**The exercise:**
Output the line containing "the white bedding" and all subsequent lines of the listing below, copied exactly, with no other lines.

+++

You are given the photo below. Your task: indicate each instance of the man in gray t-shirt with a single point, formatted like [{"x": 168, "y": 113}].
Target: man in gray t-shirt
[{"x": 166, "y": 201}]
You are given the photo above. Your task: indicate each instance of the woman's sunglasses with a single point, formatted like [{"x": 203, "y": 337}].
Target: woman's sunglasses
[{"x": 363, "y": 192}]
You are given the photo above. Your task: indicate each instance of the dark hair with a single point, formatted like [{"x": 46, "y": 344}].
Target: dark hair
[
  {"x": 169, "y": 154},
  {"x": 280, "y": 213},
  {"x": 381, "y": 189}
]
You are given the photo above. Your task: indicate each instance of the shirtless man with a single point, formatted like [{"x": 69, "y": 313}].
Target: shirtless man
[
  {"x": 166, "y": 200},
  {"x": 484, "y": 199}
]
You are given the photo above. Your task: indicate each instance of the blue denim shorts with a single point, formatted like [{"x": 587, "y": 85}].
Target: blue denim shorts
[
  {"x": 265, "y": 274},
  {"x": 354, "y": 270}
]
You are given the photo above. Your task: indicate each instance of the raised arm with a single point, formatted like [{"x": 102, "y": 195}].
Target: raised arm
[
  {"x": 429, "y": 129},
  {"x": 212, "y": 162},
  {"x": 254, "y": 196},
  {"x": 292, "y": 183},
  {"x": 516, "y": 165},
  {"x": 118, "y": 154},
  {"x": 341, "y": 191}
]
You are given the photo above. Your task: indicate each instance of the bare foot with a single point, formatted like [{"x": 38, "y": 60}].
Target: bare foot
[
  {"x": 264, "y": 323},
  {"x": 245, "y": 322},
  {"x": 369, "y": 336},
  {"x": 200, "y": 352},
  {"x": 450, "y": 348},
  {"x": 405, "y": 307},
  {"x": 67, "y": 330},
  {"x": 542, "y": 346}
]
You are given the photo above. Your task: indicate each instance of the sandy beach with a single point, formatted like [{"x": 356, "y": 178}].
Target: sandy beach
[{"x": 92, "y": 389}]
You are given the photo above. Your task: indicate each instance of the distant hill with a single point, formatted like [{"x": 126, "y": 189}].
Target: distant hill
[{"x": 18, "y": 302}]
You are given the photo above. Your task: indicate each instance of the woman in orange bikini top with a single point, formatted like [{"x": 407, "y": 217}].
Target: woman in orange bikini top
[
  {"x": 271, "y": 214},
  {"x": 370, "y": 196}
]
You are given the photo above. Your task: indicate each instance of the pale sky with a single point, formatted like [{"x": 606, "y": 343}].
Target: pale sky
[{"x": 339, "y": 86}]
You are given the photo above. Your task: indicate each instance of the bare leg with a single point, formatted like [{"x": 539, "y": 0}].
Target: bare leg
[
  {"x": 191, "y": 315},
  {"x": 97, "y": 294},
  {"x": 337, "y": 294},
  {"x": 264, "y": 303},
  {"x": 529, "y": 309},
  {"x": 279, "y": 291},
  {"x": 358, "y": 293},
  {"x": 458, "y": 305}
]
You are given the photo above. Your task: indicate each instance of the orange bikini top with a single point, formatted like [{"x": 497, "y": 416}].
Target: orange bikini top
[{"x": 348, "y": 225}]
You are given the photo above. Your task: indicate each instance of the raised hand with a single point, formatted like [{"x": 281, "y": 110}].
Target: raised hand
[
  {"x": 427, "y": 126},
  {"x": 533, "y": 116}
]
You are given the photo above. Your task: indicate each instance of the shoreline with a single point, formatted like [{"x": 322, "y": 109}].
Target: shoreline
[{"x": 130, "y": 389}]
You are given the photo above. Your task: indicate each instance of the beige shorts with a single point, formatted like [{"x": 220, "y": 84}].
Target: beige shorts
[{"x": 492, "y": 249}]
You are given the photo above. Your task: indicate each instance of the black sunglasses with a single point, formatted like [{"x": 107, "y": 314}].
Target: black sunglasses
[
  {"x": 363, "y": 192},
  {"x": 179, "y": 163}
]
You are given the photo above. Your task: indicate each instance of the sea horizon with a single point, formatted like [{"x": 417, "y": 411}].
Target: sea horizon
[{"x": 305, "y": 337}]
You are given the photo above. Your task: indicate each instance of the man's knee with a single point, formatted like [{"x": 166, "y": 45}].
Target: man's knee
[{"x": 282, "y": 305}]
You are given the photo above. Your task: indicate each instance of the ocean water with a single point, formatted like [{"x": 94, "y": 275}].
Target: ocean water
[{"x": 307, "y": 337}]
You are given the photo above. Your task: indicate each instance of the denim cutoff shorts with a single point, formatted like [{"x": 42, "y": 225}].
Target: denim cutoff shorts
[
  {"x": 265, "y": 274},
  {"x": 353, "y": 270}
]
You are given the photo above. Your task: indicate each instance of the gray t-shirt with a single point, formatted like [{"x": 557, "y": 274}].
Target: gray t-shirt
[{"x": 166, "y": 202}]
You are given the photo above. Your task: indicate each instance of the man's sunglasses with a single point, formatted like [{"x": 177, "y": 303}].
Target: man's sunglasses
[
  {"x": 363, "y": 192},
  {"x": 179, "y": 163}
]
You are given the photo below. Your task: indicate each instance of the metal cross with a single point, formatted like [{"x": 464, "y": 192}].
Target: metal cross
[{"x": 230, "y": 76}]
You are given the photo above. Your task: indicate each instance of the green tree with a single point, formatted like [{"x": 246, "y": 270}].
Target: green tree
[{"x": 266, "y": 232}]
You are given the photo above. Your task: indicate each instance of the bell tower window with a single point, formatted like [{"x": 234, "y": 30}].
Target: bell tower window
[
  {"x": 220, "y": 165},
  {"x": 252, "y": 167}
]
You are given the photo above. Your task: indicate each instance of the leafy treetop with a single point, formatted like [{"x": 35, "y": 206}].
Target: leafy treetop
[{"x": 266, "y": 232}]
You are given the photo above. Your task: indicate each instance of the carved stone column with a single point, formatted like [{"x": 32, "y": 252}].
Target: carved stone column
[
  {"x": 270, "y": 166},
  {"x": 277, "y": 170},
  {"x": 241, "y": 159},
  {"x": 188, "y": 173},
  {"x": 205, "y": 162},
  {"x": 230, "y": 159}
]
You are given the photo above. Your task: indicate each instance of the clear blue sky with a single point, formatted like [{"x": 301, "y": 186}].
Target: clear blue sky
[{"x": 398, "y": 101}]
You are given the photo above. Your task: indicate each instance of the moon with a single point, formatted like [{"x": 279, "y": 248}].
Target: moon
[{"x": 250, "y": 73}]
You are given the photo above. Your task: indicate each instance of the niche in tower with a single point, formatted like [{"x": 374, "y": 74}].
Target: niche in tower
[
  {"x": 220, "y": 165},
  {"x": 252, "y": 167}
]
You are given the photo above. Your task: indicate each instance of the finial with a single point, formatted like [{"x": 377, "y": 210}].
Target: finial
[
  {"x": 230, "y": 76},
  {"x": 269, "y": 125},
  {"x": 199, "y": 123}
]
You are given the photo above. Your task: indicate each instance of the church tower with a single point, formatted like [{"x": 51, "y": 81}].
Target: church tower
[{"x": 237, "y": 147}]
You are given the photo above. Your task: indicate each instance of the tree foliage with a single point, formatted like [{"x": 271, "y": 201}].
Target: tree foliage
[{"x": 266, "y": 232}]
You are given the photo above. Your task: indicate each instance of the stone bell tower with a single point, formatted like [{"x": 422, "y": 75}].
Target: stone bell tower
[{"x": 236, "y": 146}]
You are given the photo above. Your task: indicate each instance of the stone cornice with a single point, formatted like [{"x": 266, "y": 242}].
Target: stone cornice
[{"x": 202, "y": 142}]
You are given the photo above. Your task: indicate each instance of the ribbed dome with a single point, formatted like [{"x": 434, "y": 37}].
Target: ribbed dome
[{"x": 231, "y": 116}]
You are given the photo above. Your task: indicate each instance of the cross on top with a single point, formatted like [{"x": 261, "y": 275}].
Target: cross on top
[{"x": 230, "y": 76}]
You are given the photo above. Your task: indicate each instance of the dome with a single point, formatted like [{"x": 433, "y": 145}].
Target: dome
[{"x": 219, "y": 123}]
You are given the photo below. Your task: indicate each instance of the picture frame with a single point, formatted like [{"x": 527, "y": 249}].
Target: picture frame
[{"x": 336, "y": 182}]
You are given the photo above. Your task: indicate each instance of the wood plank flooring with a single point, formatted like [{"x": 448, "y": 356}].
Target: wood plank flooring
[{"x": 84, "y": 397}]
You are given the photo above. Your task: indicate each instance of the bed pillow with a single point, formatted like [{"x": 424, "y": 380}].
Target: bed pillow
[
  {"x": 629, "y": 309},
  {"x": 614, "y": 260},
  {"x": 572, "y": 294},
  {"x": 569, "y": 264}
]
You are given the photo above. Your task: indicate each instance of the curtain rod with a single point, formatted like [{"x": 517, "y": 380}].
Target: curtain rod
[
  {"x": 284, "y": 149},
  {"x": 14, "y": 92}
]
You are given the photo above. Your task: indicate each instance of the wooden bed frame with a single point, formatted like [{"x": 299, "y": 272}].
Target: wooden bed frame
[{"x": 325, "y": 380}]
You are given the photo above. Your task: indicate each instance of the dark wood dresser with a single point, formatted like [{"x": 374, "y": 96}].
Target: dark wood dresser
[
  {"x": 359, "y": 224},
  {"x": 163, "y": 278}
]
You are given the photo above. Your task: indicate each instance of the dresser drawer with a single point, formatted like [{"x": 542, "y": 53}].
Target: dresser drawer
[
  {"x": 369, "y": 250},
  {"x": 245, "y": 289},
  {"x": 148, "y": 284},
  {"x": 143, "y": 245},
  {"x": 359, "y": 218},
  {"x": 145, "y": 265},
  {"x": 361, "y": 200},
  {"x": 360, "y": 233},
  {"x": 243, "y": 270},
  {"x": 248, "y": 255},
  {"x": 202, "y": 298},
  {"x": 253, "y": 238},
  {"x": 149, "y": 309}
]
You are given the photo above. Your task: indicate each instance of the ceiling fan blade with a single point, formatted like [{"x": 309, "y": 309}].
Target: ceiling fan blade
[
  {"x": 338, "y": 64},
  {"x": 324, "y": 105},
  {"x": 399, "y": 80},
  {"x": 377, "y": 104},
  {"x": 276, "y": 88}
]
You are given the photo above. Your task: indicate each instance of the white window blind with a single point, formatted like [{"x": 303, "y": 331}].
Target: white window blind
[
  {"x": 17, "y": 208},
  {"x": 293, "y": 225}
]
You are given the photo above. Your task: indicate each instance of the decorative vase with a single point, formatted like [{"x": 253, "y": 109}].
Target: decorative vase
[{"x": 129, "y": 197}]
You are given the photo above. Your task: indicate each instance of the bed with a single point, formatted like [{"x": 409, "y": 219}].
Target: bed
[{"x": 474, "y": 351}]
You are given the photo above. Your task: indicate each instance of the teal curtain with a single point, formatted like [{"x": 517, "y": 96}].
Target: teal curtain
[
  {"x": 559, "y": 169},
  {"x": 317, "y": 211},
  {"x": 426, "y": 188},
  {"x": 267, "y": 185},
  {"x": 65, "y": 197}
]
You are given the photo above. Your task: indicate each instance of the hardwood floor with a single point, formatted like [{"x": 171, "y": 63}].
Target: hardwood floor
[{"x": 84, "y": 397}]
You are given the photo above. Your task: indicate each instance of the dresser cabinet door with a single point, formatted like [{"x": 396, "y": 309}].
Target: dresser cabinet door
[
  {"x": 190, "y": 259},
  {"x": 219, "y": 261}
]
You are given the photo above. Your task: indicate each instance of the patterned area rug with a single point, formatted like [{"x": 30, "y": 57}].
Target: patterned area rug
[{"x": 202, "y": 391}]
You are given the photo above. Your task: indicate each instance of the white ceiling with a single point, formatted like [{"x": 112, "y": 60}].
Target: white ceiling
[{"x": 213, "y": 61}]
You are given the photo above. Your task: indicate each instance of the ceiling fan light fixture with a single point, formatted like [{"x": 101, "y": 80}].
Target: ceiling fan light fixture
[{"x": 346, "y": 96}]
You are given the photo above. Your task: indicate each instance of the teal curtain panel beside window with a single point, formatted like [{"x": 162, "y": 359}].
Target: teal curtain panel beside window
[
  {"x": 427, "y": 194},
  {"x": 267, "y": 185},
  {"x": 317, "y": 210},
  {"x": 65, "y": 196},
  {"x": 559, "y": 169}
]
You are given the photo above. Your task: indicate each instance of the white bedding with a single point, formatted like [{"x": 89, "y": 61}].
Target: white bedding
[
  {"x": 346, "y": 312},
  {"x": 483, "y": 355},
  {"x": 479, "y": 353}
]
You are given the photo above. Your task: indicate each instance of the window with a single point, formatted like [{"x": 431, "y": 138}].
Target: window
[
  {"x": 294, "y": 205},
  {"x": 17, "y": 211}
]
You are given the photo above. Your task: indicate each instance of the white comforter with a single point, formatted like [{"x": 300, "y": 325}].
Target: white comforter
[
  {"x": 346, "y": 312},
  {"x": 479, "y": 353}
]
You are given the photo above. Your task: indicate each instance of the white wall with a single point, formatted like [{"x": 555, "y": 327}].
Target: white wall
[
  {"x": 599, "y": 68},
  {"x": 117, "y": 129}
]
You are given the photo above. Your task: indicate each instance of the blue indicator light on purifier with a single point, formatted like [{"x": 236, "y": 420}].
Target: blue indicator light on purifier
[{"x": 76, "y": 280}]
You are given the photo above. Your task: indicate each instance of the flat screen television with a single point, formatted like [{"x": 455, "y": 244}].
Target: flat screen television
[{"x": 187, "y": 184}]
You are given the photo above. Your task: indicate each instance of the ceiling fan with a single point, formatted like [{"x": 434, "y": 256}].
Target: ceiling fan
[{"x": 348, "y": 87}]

+++

**Result for this task:**
You are given the photo above. Your task: indicate each instance of the white bedding with a single point, formatted like [{"x": 89, "y": 61}].
Target: white bedding
[
  {"x": 346, "y": 312},
  {"x": 483, "y": 355},
  {"x": 479, "y": 353}
]
You are given the photo above. Your task: indicate each instance of the window with a single point, formatted like [{"x": 431, "y": 138}].
Target: window
[
  {"x": 294, "y": 205},
  {"x": 17, "y": 211}
]
You are given the photo above. Your task: indicate each instance of the white comforter with a single point, formatted like [{"x": 300, "y": 325}].
Target: white comforter
[
  {"x": 346, "y": 312},
  {"x": 479, "y": 353}
]
You are given the photo above. Your task: indicate each instance of the white wall with a single point, formatted like [{"x": 555, "y": 327}].
Target: white wall
[
  {"x": 599, "y": 68},
  {"x": 117, "y": 129}
]
You are given the photo above. Your task: indicate each instance of the blue indicator light on purifier with a single point, formatted like [{"x": 236, "y": 420}].
Target: blue indicator light on purifier
[{"x": 76, "y": 280}]
You are given the photo above. Your task: indicate each instance of the flat screen television with a single point, formatted like [{"x": 455, "y": 244}].
Target: flat screen television
[{"x": 187, "y": 184}]
You are given the photo above. Your task: indicate each instance of the ceiling fan with a single point, formatted like [{"x": 434, "y": 256}].
Target: ceiling fan
[{"x": 348, "y": 87}]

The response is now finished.